**EXERCISE**
Express the lines from the one containing "white fluffy cloud." through the one containing "[110,76,165,179]", both ends included, as a JSON list of strings with one string per line and blank lines omitted.

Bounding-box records

• • • •

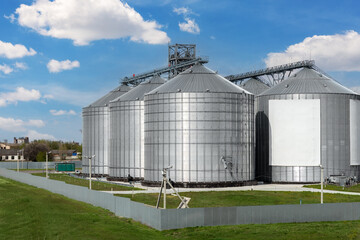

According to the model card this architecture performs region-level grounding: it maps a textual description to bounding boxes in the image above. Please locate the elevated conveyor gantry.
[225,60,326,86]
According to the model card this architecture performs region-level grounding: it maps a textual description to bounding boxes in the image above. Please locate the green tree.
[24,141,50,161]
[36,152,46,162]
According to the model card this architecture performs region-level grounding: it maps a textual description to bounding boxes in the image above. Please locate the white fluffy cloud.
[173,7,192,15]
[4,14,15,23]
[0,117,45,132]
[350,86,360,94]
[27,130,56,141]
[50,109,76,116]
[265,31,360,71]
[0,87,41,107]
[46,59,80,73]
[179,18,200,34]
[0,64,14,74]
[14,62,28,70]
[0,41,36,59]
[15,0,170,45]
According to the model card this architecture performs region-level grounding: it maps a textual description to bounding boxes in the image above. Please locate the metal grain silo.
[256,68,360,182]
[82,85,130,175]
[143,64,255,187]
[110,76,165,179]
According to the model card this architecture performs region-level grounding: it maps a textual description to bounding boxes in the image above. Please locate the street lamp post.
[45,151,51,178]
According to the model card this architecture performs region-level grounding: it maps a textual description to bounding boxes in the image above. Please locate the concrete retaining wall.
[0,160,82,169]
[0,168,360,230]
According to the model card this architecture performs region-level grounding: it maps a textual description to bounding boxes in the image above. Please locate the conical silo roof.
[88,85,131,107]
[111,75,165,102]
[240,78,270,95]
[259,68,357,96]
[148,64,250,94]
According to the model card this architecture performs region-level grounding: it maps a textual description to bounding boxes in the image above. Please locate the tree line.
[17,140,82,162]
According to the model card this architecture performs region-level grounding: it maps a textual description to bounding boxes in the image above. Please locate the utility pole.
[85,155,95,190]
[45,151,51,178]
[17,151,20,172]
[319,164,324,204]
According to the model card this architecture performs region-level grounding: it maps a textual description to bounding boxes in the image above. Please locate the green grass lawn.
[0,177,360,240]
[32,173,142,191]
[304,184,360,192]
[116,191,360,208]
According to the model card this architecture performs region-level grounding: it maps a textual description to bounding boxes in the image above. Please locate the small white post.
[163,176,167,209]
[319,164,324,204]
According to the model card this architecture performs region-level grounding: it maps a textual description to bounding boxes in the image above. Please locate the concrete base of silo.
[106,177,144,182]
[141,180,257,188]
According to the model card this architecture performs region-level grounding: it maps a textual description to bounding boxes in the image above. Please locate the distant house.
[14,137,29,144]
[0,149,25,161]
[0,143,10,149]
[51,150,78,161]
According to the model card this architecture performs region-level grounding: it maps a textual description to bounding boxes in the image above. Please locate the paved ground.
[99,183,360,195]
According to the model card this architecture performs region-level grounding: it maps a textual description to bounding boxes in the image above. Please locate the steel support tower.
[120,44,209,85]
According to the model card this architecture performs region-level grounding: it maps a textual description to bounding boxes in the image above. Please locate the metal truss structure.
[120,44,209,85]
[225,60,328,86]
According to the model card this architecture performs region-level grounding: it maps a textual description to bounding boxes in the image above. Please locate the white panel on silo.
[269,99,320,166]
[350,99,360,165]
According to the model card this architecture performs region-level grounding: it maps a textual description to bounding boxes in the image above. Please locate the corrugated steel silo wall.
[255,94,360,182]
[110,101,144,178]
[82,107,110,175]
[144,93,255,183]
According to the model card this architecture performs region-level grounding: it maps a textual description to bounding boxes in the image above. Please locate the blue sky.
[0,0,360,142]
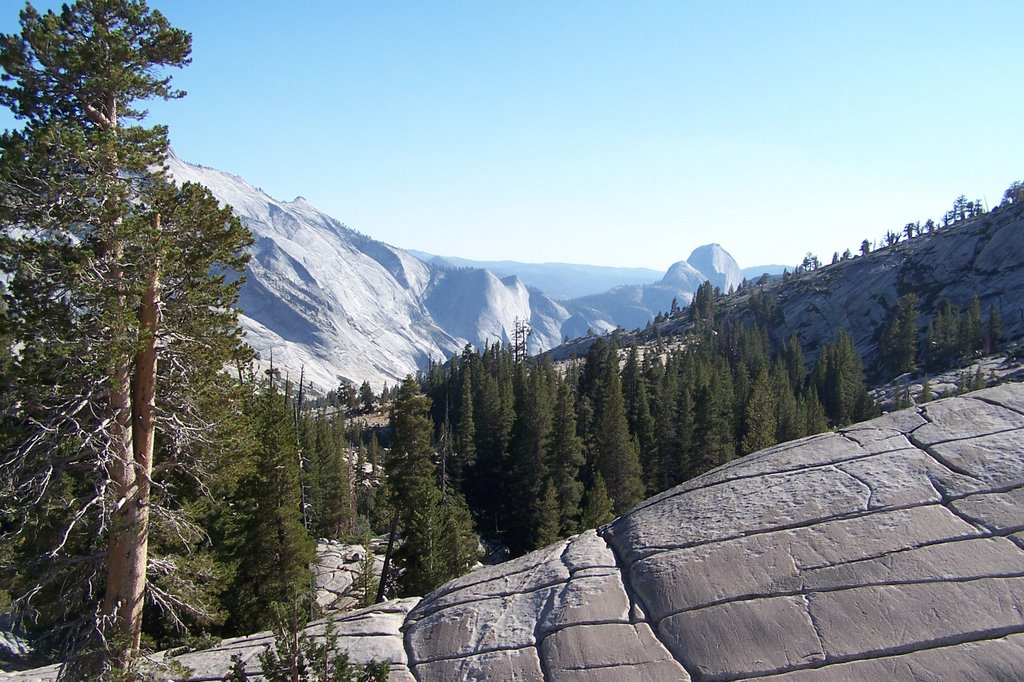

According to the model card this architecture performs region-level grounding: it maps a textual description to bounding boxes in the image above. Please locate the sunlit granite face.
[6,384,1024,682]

• • • •

**CORRECT OUTPUT**
[
  "According to the model card this architecture performs region-level grounding: it maps a textual description to bounding boxes in the image above. Please locate the white fluffy cloud.",
  "[173,7,192,15]",
  "[4,14,15,23]",
  "[0,117,45,132]",
  "[350,86,360,94]",
  "[27,130,56,141]",
  "[50,109,76,116]",
  "[265,31,360,71]",
  "[0,87,41,107]",
  "[46,59,80,73]",
  "[179,18,200,34]",
  "[0,64,14,74]",
  "[14,62,28,70]",
  "[0,41,36,59]",
  "[15,0,170,45]",
  "According to the model card this architecture performs region-level grounding: it maps a textual description to bounding boxes in the image above. Please locate the metal grain silo.",
  "[256,68,360,182]",
  "[82,85,130,175]",
  "[143,64,255,187]",
  "[110,76,165,179]"
]